## Collection entries:
────────────────────

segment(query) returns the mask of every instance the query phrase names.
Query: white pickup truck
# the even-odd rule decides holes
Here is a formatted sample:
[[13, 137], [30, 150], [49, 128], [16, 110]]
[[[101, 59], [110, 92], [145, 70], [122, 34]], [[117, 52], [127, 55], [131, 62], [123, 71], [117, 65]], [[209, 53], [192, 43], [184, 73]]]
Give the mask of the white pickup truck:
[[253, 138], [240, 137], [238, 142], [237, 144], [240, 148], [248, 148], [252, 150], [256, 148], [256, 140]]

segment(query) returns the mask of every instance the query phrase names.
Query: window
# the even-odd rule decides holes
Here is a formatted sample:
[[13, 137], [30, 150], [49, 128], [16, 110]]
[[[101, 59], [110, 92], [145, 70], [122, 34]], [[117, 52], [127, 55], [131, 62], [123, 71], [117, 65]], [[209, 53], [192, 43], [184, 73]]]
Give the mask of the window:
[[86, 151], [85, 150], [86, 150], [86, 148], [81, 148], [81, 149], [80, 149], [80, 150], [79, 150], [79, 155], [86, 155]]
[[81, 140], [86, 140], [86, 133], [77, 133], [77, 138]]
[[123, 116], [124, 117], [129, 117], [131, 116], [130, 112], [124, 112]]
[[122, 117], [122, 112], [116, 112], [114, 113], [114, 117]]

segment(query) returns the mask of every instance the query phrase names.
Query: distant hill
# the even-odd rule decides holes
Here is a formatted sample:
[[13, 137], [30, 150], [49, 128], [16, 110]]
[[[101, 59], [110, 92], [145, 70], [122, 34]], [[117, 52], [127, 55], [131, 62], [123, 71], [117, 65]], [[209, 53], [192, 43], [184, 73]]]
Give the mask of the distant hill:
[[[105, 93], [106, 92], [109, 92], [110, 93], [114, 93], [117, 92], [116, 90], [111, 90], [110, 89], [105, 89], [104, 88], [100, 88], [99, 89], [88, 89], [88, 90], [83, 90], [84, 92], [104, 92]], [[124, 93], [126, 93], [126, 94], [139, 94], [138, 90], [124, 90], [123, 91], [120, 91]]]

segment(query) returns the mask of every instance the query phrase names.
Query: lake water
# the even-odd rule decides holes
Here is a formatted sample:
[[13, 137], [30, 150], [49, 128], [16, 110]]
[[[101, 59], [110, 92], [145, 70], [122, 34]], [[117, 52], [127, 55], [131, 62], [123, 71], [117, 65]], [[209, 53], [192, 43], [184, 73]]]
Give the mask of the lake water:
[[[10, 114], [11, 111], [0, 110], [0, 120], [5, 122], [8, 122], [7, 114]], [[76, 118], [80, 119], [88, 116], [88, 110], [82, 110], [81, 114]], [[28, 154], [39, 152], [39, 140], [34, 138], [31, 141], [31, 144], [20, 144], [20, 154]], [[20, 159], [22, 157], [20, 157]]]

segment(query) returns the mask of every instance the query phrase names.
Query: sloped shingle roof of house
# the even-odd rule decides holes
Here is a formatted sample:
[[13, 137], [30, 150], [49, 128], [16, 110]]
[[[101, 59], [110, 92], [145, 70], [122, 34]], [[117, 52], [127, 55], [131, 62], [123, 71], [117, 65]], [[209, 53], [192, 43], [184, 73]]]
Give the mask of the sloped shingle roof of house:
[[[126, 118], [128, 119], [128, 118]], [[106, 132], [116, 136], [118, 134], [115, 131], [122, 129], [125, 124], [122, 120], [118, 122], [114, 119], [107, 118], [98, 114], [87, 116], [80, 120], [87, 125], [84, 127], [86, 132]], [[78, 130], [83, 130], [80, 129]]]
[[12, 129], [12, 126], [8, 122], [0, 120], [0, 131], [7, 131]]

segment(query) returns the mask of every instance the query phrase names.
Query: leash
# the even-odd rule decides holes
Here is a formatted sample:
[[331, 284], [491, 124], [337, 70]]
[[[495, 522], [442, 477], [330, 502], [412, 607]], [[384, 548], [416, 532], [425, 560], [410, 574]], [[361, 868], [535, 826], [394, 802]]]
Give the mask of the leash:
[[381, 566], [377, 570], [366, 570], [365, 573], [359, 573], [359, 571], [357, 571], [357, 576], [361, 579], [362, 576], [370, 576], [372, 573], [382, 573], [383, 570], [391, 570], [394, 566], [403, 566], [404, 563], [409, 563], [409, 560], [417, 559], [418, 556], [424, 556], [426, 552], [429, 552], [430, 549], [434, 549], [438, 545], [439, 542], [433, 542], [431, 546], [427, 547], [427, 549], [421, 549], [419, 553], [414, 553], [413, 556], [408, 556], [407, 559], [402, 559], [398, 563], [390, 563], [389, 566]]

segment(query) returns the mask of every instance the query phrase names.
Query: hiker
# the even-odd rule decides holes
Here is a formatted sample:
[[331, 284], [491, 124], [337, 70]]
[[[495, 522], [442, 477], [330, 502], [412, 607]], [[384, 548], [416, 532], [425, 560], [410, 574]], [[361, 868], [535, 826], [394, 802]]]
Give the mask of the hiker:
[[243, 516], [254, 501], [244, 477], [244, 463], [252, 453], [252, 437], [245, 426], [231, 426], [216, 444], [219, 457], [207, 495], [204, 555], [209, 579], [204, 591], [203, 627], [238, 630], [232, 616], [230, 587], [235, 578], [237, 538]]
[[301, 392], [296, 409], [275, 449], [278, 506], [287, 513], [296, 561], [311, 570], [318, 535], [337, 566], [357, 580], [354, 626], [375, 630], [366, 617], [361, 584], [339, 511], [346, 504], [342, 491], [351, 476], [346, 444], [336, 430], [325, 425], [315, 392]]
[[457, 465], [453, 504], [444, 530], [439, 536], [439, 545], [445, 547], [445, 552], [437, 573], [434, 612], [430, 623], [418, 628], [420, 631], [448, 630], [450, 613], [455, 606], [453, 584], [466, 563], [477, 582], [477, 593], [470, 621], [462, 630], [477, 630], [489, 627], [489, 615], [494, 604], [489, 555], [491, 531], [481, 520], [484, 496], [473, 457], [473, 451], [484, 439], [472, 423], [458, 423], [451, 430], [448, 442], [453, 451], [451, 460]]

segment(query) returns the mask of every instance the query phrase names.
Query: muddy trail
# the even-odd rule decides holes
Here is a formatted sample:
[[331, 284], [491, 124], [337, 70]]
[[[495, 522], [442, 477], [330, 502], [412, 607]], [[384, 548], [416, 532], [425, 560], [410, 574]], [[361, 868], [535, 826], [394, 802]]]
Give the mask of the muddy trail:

────────────────────

## OBJECTIVE:
Go through the records above and set each one down exactly, please.

## TASK ANSWER:
segment(query) returns the mask of every instance the query phrase names.
Query: white pickup truck
# the even-odd rule decides holes
Here is a formatted sample:
[[13, 137], [30, 150], [49, 128], [16, 110]]
[[[101, 59], [110, 92], [145, 70], [122, 34]], [[117, 52], [127, 55], [131, 62], [123, 71], [117, 65]], [[209, 53], [192, 43], [184, 73]]]
Give the mask of the white pickup truck:
[[253, 138], [240, 137], [238, 142], [237, 144], [240, 148], [248, 148], [252, 150], [256, 148], [256, 140]]

segment(query) returns the mask of every instance the query phrase names.
Query: window
# the even-odd rule decides holes
Here is a formatted sample:
[[13, 137], [30, 150], [49, 128], [16, 110]]
[[[101, 59], [110, 92], [145, 70], [122, 34]], [[117, 52], [127, 55], [131, 62], [123, 71], [117, 65]], [[209, 53], [192, 43], [184, 73]]]
Give the mask of the window:
[[86, 151], [85, 150], [86, 150], [86, 148], [81, 148], [81, 149], [80, 149], [80, 150], [79, 150], [79, 155], [86, 155]]
[[81, 140], [86, 140], [86, 133], [77, 133], [77, 138]]
[[123, 116], [124, 117], [129, 117], [131, 116], [130, 112], [124, 112]]
[[122, 117], [122, 112], [116, 112], [114, 113], [114, 117]]

segment(query) returns the mask of every instance the query phrase names.
Query: distant hill
# the even-odd rule decides holes
Here is a formatted sample:
[[13, 137], [30, 150], [49, 128], [16, 110]]
[[[101, 59], [110, 92], [145, 70], [122, 34]], [[117, 52], [127, 55], [131, 62], [123, 71], [117, 65]], [[209, 53], [192, 43], [184, 73]]]
Give the mask of the distant hill:
[[[105, 93], [106, 92], [109, 92], [110, 93], [114, 93], [117, 92], [116, 90], [111, 90], [110, 89], [105, 89], [104, 88], [100, 88], [99, 89], [88, 89], [88, 90], [83, 90], [84, 92], [104, 92]], [[124, 93], [126, 93], [126, 94], [139, 94], [138, 90], [124, 90], [123, 91], [120, 91]]]

segment(query) returns the mask of every instance the query phrase names.
Query: lake water
# the even-odd rule decides holes
Here is a formatted sample:
[[13, 137], [30, 150], [49, 128], [16, 110]]
[[[101, 59], [110, 92], [145, 70], [122, 34]], [[117, 52], [127, 55], [131, 62], [123, 71], [117, 65]], [[209, 53], [192, 43], [184, 73]]]
Give the mask of the lake water:
[[[10, 114], [11, 111], [0, 110], [0, 120], [5, 122], [8, 122], [7, 114]], [[76, 118], [80, 119], [88, 116], [88, 110], [82, 110], [81, 114]], [[28, 154], [39, 152], [39, 140], [34, 138], [31, 141], [31, 144], [20, 144], [20, 154]], [[20, 159], [22, 157], [20, 157]]]

segment(query) returns the mask of every instance the query phrase names.
Query: sloped shingle roof of house
# the even-odd rule decides holes
Here is a formatted sample:
[[13, 137], [30, 150], [49, 128], [16, 110]]
[[[101, 59], [110, 92], [145, 70], [122, 34]], [[117, 52], [127, 55], [131, 62], [123, 71], [117, 65]], [[209, 53], [192, 43], [184, 73]]]
Give the mask of the sloped shingle roof of house:
[[[126, 118], [128, 119], [128, 118]], [[106, 132], [116, 136], [118, 134], [115, 131], [122, 129], [125, 124], [122, 120], [118, 122], [114, 119], [107, 118], [98, 114], [87, 116], [80, 120], [87, 125], [84, 127], [86, 132]], [[78, 130], [83, 130], [80, 129]]]
[[12, 129], [12, 126], [8, 122], [0, 120], [0, 131], [7, 131]]

segment(query) returns the mask of every instance the query phrase names.
Query: leash
# the even-odd rule decides holes
Here is a formatted sample:
[[331, 284], [491, 124], [337, 70]]
[[[495, 522], [442, 477], [330, 502], [412, 607]], [[384, 548], [416, 532], [425, 560], [410, 574]], [[361, 868], [535, 826], [394, 802]]]
Give the mask of the leash:
[[381, 566], [377, 570], [366, 570], [365, 573], [359, 573], [359, 571], [357, 571], [357, 576], [361, 579], [362, 576], [370, 576], [372, 573], [382, 573], [383, 570], [391, 570], [394, 566], [403, 566], [404, 563], [409, 563], [409, 560], [417, 559], [418, 556], [424, 556], [426, 552], [429, 552], [430, 549], [434, 549], [438, 545], [439, 542], [433, 542], [431, 546], [427, 547], [427, 549], [421, 549], [419, 553], [414, 553], [413, 556], [408, 556], [407, 559], [402, 559], [398, 563], [390, 563], [389, 566]]

segment(query) returns the mask of every instance the query phrase names.
Query: hiker
# the even-odd rule decides holes
Here is a formatted sample:
[[331, 284], [491, 124], [337, 70]]
[[[495, 522], [442, 477], [330, 502], [412, 607]], [[384, 548], [416, 532], [425, 560], [410, 574]], [[361, 868], [535, 826], [394, 802]]]
Give the mask of the hiker:
[[243, 516], [254, 501], [244, 477], [244, 463], [252, 453], [252, 437], [245, 426], [231, 426], [216, 444], [219, 457], [207, 495], [204, 555], [209, 579], [204, 591], [203, 627], [238, 630], [232, 616], [230, 587], [235, 578], [237, 538]]
[[301, 392], [296, 409], [275, 449], [278, 506], [287, 513], [296, 561], [311, 570], [318, 535], [337, 566], [357, 580], [354, 626], [375, 630], [366, 617], [361, 584], [339, 511], [346, 504], [342, 491], [351, 476], [346, 444], [336, 430], [325, 425], [315, 392]]
[[457, 465], [453, 504], [444, 530], [439, 536], [439, 545], [445, 547], [445, 552], [437, 573], [434, 612], [430, 623], [418, 628], [420, 631], [448, 630], [450, 613], [455, 606], [453, 584], [466, 563], [477, 582], [477, 593], [470, 621], [462, 630], [477, 630], [489, 627], [489, 615], [494, 604], [489, 555], [491, 531], [481, 520], [484, 496], [473, 457], [473, 451], [484, 439], [472, 423], [458, 423], [451, 430], [448, 442], [453, 451], [451, 460]]

segment(query) returns the mask of every instance the query phrase names.
Query: muddy trail
# the even-odd rule decides holes
Here is a formatted sample:
[[331, 284], [491, 124], [337, 70]]
[[[495, 522], [442, 477], [330, 502], [412, 607]], [[384, 548], [416, 532], [425, 560], [410, 574]], [[361, 868], [535, 826], [394, 802]]]
Give the mask of the muddy trail:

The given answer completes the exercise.